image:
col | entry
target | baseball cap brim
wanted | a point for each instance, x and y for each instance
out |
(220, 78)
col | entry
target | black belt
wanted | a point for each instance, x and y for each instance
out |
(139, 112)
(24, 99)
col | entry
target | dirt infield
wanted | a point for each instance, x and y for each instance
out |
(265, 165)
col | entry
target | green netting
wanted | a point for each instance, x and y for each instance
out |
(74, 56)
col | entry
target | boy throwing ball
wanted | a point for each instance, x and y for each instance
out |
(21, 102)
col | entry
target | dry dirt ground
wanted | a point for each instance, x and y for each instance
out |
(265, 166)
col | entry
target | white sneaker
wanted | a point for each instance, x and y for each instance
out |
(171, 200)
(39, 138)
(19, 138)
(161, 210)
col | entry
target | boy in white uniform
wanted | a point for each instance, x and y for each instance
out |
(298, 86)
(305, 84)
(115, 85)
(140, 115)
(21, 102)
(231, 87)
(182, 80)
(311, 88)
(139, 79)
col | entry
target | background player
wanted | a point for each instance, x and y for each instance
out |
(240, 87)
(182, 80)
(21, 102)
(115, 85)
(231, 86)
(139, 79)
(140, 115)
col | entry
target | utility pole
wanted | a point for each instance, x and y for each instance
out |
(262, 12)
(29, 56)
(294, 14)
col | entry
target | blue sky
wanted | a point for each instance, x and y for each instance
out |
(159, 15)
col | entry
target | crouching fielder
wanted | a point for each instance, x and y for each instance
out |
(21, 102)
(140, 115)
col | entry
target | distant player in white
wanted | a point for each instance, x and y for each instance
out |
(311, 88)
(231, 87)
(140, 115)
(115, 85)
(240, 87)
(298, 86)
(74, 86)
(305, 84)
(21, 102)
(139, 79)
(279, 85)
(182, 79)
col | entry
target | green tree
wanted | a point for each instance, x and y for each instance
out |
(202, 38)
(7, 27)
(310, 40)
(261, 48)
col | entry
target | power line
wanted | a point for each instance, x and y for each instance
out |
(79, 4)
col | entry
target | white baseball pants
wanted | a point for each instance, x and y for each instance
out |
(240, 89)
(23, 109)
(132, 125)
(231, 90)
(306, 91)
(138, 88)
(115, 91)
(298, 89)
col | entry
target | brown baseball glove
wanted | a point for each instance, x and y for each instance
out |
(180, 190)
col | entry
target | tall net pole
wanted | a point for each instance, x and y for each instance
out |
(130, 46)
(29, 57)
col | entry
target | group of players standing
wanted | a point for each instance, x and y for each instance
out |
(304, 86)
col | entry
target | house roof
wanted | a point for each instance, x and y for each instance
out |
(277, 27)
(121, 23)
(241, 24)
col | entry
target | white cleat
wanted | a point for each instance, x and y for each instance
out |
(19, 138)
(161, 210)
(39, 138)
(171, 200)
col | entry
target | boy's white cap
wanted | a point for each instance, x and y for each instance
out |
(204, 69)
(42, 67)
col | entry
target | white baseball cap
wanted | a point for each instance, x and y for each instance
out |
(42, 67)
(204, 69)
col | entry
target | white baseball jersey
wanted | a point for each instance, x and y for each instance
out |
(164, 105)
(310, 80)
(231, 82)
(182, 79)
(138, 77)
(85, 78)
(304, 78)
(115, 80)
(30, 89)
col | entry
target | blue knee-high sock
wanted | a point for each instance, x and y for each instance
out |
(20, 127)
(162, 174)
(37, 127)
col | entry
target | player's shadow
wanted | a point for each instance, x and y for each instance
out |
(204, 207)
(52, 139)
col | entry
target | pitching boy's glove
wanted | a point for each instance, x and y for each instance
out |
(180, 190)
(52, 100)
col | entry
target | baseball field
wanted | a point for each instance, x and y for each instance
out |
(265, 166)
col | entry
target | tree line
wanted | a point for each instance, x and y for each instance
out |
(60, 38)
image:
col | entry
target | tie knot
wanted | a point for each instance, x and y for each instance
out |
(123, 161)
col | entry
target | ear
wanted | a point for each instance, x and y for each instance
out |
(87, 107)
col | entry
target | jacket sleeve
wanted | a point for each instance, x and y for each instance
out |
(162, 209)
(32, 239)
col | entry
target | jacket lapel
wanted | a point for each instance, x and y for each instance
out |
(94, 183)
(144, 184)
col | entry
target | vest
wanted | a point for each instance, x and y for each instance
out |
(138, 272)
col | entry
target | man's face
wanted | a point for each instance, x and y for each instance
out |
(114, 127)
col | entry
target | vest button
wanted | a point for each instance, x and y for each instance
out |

--------

> _What the task requires_
After locating the line with "target | white cleat" above, return that line and every later line through the one with "target | tree line", word for word and with nothing else.

> _Solved problem_
target | white cleat
wanted | a point for each instance, x and y for each instance
out |
(19, 138)
(161, 210)
(39, 138)
(171, 200)
col | entry
target | boy's white cap
wanted | a point for each instance, x and y for each instance
out |
(204, 69)
(42, 67)
col | entry
target | white baseball cap
wanted | a point for each instance, x and y for each instance
out |
(42, 67)
(204, 69)
col | entry
target | white baseball jersey
wanted | a point for each instance, x and y for each instance
out |
(164, 105)
(310, 80)
(231, 82)
(182, 79)
(138, 77)
(85, 78)
(304, 78)
(115, 80)
(30, 89)
col | entry
target | blue knee-high sock
wanted | a point for each instance, x and y for each instance
out |
(20, 127)
(162, 174)
(37, 127)
col | entry
target | player's shadow
wanted | a point for each instance, x and y for each instance
out |
(204, 207)
(52, 139)
col | entry
target | pitching boy's glove
wanted | a point for each instance, x and y for each instance
out |
(180, 190)
(52, 100)
col | entry
target | baseball field
wanted | a point for each instance, x and y for each instance
out |
(265, 166)
col | entry
target | tree line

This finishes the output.